*PROVIDED PASSAGE:*
━━━━
I started reading “The Working Stiff’s Manifesto” last night; so far I think Levison is very funny. Much funnier than Ed Weiner’s “The Geography of Bliss” which a friend recommended saying it was the funniest book she read this year. I think it is the worst book I’ve read this year. (Note to self: check CR’s blog for review before reading anymore books recommended by this friend)

I’ve never read Barbara Ehrenreich's "Nickel and Dimed” despite many people saying I should. I disliked “Bait and Switch” so much I vowed never to read another book written by her.

Hello, Savvy!
Isn't Stacy Horn THE BEST? I'm so glad your very timely reading of The Restless Sleep came in handy, although I was not glad to hear of the scary man they arrested in Milwaukee. Why are there so many scary people around? Isn't it odd to think they live these lives where they periodically kill people, and go unnoticed and uncaught, for decades? It makes my skin crawl.

Ooh, The Working Stiff's Manifesto. That book did make me giggle; I'm not sure why. I think I just found Levison amusing. He's written a novel, too--"Before the Layoffs," I think it's called--which I think I tried to read but couldn't get into.
━━━━
*TASKS TO COMPLETE:*
1. In the passage about books, what did the friend say when recommending "The Geography of Bliss"?
2. Render this sentence from the passage about books into Spanish: I’ve never read Barbara Ehrenreich's "Nickel and Dimed” despite many people saying I should.
3. Please carry on the passage about books from its final sentence, in the same chatty voice.

(Labeled-object pointing entries)
━━━━
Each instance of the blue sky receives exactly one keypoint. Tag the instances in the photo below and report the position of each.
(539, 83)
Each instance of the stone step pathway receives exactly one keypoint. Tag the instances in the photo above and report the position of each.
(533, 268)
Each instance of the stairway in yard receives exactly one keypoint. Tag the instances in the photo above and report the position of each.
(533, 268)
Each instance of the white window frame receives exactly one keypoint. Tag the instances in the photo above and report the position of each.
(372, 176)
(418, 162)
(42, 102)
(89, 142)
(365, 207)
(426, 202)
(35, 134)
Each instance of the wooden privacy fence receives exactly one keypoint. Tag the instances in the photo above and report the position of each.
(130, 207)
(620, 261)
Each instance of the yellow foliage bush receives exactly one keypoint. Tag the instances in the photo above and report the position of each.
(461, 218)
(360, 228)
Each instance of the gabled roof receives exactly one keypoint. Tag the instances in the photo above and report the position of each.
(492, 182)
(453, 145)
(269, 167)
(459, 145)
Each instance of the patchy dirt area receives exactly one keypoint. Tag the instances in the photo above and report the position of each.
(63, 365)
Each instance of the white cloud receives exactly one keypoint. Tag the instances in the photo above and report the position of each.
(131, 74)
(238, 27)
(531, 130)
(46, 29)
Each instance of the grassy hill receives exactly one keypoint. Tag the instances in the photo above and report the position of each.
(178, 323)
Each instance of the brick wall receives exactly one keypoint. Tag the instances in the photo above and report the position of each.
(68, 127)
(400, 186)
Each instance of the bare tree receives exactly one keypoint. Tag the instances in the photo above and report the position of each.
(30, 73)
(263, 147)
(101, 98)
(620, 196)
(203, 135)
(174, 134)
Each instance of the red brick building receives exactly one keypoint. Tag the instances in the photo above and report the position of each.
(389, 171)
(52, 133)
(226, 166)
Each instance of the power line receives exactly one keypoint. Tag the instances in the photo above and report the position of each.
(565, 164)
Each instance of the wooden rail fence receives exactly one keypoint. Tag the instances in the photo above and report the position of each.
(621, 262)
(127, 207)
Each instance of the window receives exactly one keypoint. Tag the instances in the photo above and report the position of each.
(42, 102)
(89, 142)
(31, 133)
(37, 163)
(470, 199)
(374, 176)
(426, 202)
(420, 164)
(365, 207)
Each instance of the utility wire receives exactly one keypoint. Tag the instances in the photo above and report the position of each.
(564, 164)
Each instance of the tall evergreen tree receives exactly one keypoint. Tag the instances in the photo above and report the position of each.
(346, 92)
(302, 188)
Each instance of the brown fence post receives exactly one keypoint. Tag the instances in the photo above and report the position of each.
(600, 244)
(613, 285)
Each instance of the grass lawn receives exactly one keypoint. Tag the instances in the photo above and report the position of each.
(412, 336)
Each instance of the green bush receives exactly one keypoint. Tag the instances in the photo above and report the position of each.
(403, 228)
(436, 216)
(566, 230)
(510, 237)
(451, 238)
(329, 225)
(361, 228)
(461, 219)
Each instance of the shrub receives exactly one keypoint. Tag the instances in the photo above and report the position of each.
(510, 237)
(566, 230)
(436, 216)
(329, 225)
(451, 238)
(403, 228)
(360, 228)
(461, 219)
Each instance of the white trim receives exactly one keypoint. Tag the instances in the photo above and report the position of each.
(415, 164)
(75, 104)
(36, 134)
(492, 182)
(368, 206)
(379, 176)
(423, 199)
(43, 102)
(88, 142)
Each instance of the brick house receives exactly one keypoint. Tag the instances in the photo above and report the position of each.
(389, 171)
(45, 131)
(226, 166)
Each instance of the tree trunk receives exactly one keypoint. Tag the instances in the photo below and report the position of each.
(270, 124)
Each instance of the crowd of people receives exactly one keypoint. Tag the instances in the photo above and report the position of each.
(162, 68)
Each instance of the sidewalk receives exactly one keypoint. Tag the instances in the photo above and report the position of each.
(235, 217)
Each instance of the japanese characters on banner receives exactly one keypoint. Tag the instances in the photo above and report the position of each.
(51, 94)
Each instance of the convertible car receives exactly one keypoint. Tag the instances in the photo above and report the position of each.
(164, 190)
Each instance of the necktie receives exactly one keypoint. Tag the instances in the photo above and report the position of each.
━━━━
*ANSWERS TO THE EXERCISE:*
1. She said it was the funniest book she read this year.

2. Nunca he leído "Nickel and Dimed" de Barbara Ehrenreich, a pesar de que mucha gente me ha dicho que debería hacerlo.

3.
Ugh, "The Geography of Bliss." So many people told me they loved that one, and I could never think of a kind way to say "it bored me to tears." So now I just say, "Well, it bored me to tears." I hope you didn't read all of it if you weren't enjoying it.

Yikes, "Bait and Switch." Steve did call that one, when he referred to Ehrenreich's "sloppy" books. I don't think "Nickel and Dimed" was terrible, I just think it's probably a bit introductory for you. Reading your blog and hearing your comments, I think you're someone who already thinks about labor and wages and what people do for livings--and therefore Ehrenreich's "wow, it's hard to make a living on minimum wage" conclusion may be a bit simplistic for you.

Steve--I just looked up William Goldman and he's got a ton more titles than I expected. Can you suggest a book about writing of his that I should start with? Thank you!!